▶ _The task_
Quote the entries word for word. Omit the pictures.

▶ _Data for review_
---+---
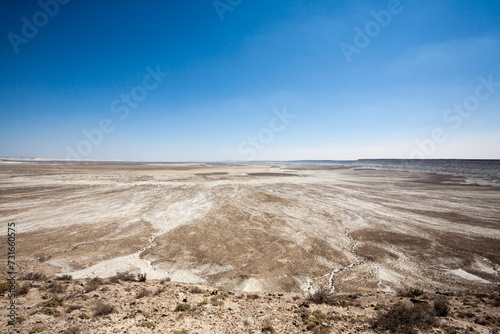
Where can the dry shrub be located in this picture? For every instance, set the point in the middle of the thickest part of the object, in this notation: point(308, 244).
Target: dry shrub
point(322, 296)
point(410, 292)
point(441, 307)
point(160, 290)
point(72, 308)
point(56, 288)
point(182, 307)
point(126, 276)
point(92, 285)
point(102, 309)
point(23, 289)
point(71, 330)
point(196, 289)
point(142, 293)
point(403, 318)
point(34, 277)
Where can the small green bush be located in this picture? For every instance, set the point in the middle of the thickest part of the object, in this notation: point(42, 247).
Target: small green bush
point(37, 329)
point(142, 293)
point(148, 324)
point(34, 277)
point(322, 296)
point(103, 308)
point(182, 307)
point(441, 307)
point(84, 316)
point(267, 327)
point(64, 278)
point(403, 318)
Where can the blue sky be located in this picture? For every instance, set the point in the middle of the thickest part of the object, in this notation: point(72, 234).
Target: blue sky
point(233, 66)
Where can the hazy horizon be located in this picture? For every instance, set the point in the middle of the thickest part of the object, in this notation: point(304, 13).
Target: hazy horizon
point(250, 81)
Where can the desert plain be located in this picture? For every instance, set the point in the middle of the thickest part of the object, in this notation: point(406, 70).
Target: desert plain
point(255, 227)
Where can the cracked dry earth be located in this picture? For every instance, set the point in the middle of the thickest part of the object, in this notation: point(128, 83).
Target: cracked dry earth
point(249, 227)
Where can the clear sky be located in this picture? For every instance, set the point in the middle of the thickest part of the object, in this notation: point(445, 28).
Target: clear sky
point(200, 80)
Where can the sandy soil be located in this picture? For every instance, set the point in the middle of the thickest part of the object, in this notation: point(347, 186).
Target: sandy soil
point(248, 227)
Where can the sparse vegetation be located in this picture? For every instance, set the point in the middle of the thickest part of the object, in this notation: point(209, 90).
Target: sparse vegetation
point(441, 307)
point(23, 289)
point(404, 318)
point(148, 324)
point(92, 285)
point(102, 309)
point(322, 295)
point(72, 308)
point(51, 303)
point(4, 287)
point(50, 311)
point(196, 289)
point(37, 329)
point(410, 293)
point(125, 276)
point(182, 307)
point(71, 330)
point(34, 277)
point(267, 327)
point(20, 319)
point(142, 293)
point(56, 288)
point(84, 316)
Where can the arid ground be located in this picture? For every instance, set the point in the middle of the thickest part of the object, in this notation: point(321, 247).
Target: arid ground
point(250, 227)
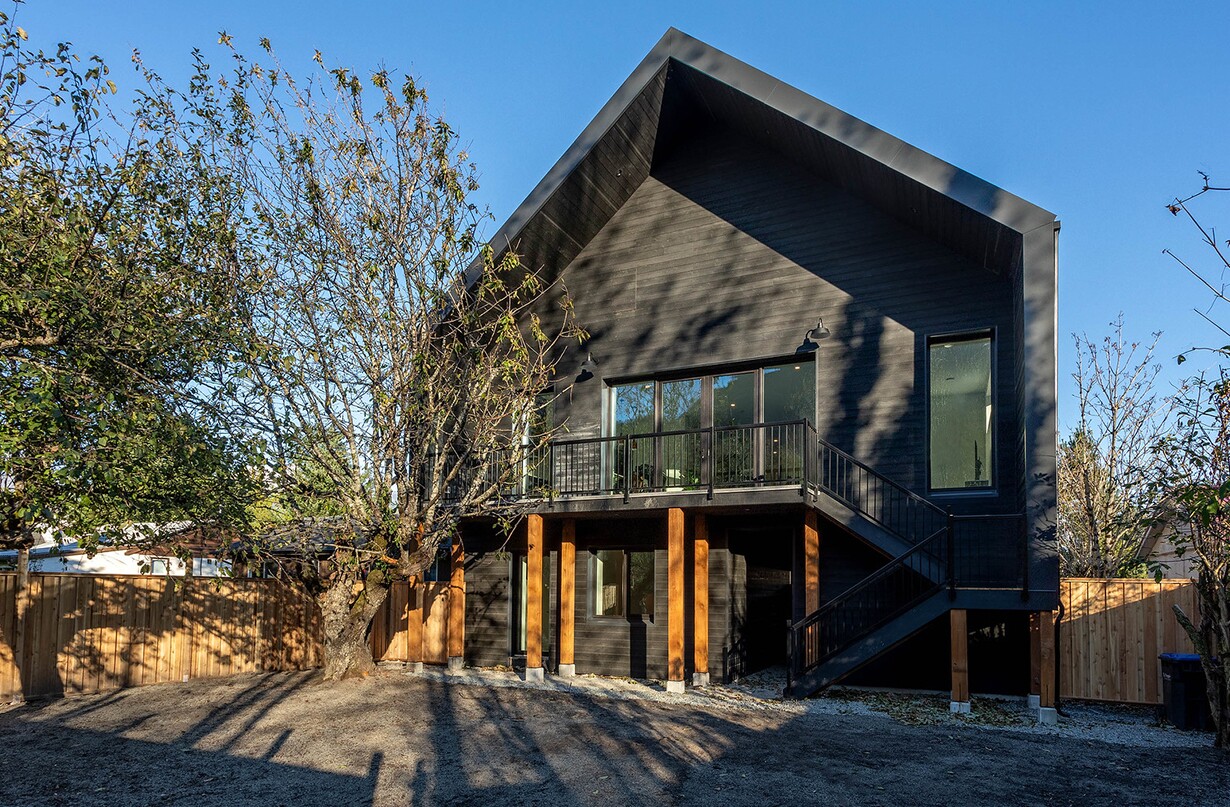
---+---
▶ _Exercise response_
Where can the dry shrub be located in this picture? For every instance, set the point in the middle of the thickest part of the object, in this notation: point(308, 244).
Target: dry shrub
point(322, 296)
point(410, 292)
point(441, 307)
point(160, 290)
point(72, 308)
point(56, 288)
point(182, 307)
point(126, 276)
point(92, 285)
point(102, 309)
point(23, 289)
point(71, 330)
point(196, 289)
point(142, 293)
point(403, 318)
point(34, 277)
Where can the small green bush be located in this picture? For every instance, set the point in the middle of the thickest part of the object, in this notation: point(42, 247).
Target: small green bush
point(37, 329)
point(142, 293)
point(148, 324)
point(34, 277)
point(322, 296)
point(103, 308)
point(182, 307)
point(441, 307)
point(84, 316)
point(267, 327)
point(64, 278)
point(403, 318)
Where can the blue sky be located in this picture? For every instance, set the point in the middle of the thickest part of the object, in this notation: point(72, 234).
Target: blue sky
point(233, 66)
Where can the hazy horizon be located in this picture? For every instance, set the point in the middle of the thickest part of the object, in this notation: point(304, 13).
Target: hazy horizon
point(250, 81)
Where can the desert plain be located in this picture? For every instance, set the point in the middle of the thickest part of the object, in this notation: point(406, 70).
Target: desert plain
point(255, 227)
Where can the cracked dry earth be located in this picture? For every instance, set the point in the middle of the thickest part of the object, in this notation: point(128, 83).
Target: cracked dry earth
point(249, 227)
Where can the clear sky be located in this picture? For every instance, set the point in the middle of the thickest part of the object, in this notation: point(445, 28).
Target: clear sky
point(200, 80)
Where can the sandy soil be located in this picture? For every instance, set the point in the middle of the thickest part of the object, in this notation: point(347, 186).
Target: sandy soil
point(248, 227)
Where can the sparse vegetation be located in this picture? For every instance, set the point in the middle of the thickest part of the object, in this notation: point(209, 90).
Target: sparse vegetation
point(441, 307)
point(23, 289)
point(404, 318)
point(148, 324)
point(92, 285)
point(102, 309)
point(322, 295)
point(72, 308)
point(51, 303)
point(4, 287)
point(50, 311)
point(196, 289)
point(37, 329)
point(410, 293)
point(125, 276)
point(182, 307)
point(71, 330)
point(34, 277)
point(267, 327)
point(20, 319)
point(142, 293)
point(56, 288)
point(84, 316)
Where can the arid ground be located in this picture? For every instance, set the point in the middle of the thickest part of the object, in this notation: point(321, 247).
Target: arid ground
point(250, 227)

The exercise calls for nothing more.